**SOURCE DOCUMENT:**
==================================================
The 1970s brought a new understanding of the biological and intellectual impact of environmental crises on human beings. As efforts to prevent ecological and bodily injury aligned, a new literature of sickness emerged. "Ecosickness fiction" imaginatively rethinks the link between these forms of threat and the sick body to bring readers to environmental consciousness. Tracing the development of ecosickness through a compelling archive of contemporary U.S. novels and memoirs, Ecosickness in Contemporary U.S. Fiction establishes that we cannot comprehend environmental and medical dilemmas through data alone and must call on the sometimes surprising emotions that literary metaphors, tropes, and narratives deploy. In chapters on David Foster Wallace, Richard Powers, Leslie Marmon Silko, Marge Piercy, Jan Zita Grover, and David Wojnarowicz, Heather Houser shows how narrative affects such as wonder and disgust organize perception of an endangered world and orient us ethically toward it. The study builds the connective tissue between contemporary literature, ecocriticism, affect studies, and the medical humanities. It also positions ecosickness fiction relative to emergent forms of environmentalism and technoscientific innovations such as regenerative medicine and alternative ecosystems. Houser models an approach to contemporary fiction as a laboratory for affective changes that spark or squelch ethical projects.
==================================================
**SUPPLIED MATERIAL:**
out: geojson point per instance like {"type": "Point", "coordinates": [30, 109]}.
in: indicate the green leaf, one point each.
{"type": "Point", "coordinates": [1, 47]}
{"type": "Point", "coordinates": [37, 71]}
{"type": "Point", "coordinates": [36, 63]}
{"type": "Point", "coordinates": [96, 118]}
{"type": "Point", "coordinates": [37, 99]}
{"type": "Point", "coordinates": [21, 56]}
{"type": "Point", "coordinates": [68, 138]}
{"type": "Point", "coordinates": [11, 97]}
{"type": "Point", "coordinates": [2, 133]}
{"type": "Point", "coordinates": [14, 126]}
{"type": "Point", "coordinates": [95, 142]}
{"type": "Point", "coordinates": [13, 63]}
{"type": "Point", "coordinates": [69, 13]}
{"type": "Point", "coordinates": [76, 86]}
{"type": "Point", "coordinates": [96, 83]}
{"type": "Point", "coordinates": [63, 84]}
==================================================
Answer these questions using the book description, numbering your answers to match.
1. Which decade brought a new understanding of the biological and intellectual impact of environmental crises on human beings?
2. Which two narrative affects does Heather Houser show organizing perception of an endangered world?
3. Which technoscientific innovations are named as examples in positioning ecosickness fiction?

**SOLUTION:**
1. The 1970s.
2. Wonder and disgust.
3. Regenerative medicine and alternative ecosystems.